YOUR ASSIGNMENT: The answer must be one number: how many lines below contain the word "towel".

SUPPLIED DATA:
+ + + + + + +
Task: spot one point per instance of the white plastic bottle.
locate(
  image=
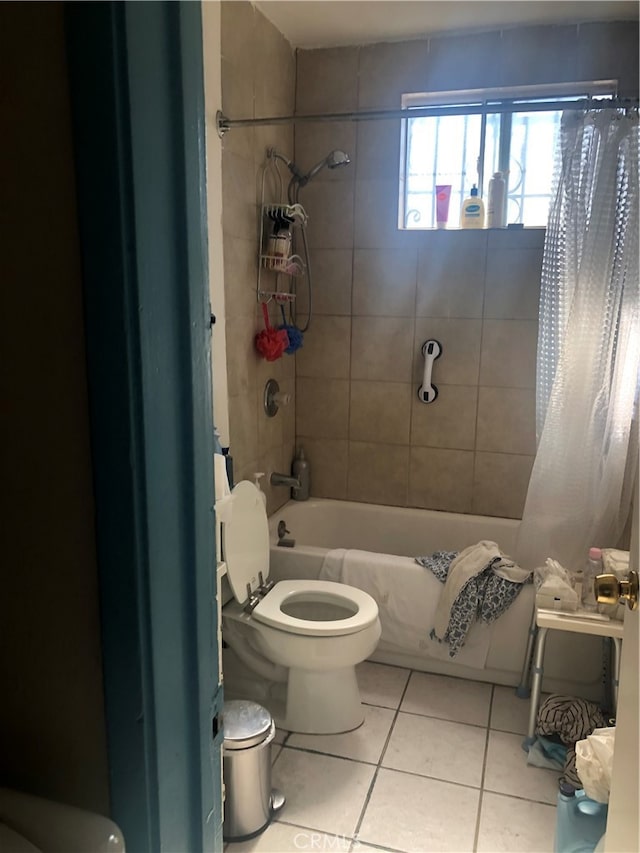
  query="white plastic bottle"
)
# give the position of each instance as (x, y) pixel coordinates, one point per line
(256, 479)
(592, 568)
(472, 212)
(496, 214)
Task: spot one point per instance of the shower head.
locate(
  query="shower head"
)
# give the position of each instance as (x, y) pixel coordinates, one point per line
(332, 161)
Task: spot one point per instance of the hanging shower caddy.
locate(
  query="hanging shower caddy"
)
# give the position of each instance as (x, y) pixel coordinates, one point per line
(277, 223)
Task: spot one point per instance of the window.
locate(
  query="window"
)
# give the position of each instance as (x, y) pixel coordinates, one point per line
(466, 149)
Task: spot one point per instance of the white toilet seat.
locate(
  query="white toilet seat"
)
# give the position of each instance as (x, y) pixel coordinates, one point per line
(269, 610)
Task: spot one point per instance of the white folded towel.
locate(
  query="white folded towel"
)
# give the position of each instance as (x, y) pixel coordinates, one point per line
(466, 565)
(407, 597)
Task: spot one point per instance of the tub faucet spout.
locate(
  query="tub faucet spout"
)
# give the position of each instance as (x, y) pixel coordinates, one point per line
(284, 480)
+ + + + + + +
RESULT FOR THIS EXERCISE: 2